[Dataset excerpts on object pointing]
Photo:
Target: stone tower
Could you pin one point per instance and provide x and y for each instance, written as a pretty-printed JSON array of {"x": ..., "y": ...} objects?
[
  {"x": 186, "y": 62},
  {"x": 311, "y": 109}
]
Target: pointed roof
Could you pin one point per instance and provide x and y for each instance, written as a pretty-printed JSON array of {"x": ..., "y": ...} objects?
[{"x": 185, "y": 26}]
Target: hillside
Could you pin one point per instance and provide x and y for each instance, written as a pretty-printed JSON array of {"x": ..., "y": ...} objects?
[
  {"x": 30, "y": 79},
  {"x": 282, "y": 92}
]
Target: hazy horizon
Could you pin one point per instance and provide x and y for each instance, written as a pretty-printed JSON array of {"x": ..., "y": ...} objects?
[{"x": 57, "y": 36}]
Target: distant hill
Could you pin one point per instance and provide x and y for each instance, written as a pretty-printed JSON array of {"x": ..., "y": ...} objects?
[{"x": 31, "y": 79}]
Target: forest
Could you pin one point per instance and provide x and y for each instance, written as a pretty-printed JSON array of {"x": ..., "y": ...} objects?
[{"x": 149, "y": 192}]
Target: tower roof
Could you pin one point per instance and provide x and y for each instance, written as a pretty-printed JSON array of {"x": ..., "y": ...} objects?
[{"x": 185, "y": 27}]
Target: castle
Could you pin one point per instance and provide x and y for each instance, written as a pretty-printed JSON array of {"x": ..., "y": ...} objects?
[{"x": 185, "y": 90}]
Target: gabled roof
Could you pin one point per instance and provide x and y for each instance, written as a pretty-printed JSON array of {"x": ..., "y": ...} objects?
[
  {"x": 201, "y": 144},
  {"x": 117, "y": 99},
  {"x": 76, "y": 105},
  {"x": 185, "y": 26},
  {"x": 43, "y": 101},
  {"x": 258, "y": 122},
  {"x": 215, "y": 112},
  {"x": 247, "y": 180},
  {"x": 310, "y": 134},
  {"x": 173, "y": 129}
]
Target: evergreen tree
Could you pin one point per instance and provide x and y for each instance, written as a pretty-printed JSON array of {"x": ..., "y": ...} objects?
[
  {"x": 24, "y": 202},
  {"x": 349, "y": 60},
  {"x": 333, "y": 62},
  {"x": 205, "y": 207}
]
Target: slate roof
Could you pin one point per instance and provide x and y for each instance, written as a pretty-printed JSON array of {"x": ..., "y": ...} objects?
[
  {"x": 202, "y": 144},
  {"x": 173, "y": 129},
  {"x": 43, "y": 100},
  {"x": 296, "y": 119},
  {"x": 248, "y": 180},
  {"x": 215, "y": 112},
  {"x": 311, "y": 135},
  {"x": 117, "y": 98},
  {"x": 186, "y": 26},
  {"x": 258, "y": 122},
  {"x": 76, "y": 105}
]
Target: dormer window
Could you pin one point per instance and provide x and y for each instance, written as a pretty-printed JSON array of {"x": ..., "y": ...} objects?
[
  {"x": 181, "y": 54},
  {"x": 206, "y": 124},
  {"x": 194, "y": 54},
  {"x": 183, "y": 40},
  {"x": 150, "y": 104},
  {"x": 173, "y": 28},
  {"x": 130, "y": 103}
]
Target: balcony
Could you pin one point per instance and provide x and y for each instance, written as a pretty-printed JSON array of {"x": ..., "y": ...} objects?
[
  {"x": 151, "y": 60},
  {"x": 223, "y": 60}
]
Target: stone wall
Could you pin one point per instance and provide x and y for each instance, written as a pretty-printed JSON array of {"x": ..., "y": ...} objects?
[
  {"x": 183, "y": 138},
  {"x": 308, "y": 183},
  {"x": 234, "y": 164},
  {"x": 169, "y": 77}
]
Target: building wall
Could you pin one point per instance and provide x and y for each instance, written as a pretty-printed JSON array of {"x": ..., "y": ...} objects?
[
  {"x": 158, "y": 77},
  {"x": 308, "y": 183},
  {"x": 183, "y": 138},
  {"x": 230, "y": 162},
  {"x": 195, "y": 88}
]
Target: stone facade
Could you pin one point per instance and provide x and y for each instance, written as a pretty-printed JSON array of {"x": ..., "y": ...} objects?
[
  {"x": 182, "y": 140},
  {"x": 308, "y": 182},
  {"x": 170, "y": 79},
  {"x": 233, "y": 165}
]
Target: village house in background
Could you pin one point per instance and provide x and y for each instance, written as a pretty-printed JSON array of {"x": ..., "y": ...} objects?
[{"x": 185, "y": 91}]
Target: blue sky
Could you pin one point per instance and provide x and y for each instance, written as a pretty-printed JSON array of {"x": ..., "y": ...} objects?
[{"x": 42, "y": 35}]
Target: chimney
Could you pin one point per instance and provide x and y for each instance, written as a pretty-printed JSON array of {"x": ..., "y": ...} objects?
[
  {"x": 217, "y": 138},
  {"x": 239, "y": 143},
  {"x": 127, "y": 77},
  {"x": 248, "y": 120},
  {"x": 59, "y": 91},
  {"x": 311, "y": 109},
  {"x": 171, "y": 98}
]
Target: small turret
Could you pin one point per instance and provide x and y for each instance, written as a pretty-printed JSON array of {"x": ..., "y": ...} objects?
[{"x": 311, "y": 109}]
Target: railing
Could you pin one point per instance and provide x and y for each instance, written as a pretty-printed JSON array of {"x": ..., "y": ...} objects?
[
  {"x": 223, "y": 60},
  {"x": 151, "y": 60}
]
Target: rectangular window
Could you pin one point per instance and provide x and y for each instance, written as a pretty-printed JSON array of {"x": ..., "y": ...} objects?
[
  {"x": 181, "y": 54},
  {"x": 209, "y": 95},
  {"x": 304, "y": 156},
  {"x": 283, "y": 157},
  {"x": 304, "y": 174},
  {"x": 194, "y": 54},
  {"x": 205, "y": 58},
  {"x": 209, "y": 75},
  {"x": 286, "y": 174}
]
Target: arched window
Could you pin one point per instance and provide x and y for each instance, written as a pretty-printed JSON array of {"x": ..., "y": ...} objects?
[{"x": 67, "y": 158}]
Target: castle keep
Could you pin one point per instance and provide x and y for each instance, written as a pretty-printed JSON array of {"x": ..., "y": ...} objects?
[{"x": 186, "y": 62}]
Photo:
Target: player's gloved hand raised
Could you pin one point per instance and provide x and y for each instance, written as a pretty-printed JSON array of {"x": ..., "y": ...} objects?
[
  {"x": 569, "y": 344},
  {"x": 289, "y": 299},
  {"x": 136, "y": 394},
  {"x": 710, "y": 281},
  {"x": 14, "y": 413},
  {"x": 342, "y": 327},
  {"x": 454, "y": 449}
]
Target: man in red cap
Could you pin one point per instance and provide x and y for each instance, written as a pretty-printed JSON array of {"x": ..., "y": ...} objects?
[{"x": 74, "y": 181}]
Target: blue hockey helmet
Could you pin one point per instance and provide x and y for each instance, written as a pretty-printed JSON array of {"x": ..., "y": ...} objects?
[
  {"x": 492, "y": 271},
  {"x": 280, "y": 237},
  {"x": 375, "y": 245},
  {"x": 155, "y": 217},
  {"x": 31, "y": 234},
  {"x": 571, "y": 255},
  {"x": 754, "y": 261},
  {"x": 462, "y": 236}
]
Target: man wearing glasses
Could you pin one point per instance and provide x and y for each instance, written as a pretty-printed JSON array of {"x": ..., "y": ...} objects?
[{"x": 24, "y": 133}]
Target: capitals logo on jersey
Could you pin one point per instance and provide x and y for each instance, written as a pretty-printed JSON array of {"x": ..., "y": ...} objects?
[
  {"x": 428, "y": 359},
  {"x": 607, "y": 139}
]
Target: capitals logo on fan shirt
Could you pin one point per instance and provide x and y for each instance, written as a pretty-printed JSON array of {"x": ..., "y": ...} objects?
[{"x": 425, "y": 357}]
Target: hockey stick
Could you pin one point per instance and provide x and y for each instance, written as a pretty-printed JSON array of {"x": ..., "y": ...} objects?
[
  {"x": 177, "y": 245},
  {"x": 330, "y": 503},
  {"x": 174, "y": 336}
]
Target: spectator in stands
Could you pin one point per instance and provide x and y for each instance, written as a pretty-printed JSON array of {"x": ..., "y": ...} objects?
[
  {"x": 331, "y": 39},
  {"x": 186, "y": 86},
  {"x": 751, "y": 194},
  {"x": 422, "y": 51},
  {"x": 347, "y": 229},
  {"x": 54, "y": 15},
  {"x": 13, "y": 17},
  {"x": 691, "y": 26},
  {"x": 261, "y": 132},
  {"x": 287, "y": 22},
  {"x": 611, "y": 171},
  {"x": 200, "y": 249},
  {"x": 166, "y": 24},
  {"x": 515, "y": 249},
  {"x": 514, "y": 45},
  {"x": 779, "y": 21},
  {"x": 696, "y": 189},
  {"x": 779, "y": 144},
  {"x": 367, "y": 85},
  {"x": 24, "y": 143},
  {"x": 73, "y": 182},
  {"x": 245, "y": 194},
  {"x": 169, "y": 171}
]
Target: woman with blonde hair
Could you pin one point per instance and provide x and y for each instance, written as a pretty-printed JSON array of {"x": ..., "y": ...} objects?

Brief: In the records above, return only the line that contains "Target: capitals logo on fan shirt" and every line after it through the last, exactly as they appear.

Exercise answer:
Target: capitals logo on fan shirt
Could you pin one point per instance and provide x and y for each instance, written as a pretty-printed JSON array of {"x": ..., "y": ...} objects?
[{"x": 425, "y": 357}]
Target: hockey stick
Could you pin one point per instance and provide x and y for each instance, written as a pretty-printed JSON array of {"x": ..., "y": ...} objects?
[
  {"x": 177, "y": 245},
  {"x": 330, "y": 503},
  {"x": 174, "y": 336}
]
Target: spectator in stands
Could you pin one point per instance and provide x and y for each instance, written as a pretty-printed JSON array of {"x": ..., "y": ...} objects?
[
  {"x": 331, "y": 39},
  {"x": 186, "y": 86},
  {"x": 751, "y": 194},
  {"x": 422, "y": 51},
  {"x": 347, "y": 229},
  {"x": 54, "y": 15},
  {"x": 13, "y": 17},
  {"x": 691, "y": 26},
  {"x": 261, "y": 132},
  {"x": 287, "y": 22},
  {"x": 611, "y": 171},
  {"x": 200, "y": 249},
  {"x": 166, "y": 24},
  {"x": 515, "y": 249},
  {"x": 514, "y": 45},
  {"x": 779, "y": 21},
  {"x": 696, "y": 189},
  {"x": 779, "y": 144},
  {"x": 367, "y": 85},
  {"x": 24, "y": 143},
  {"x": 73, "y": 182},
  {"x": 245, "y": 194},
  {"x": 169, "y": 171}
]
Target: woman with blonde hair
Could you pin one point per instance and provide x and y for each instance, written as a pretty-printed JSON array of {"x": ..., "y": ...} objects?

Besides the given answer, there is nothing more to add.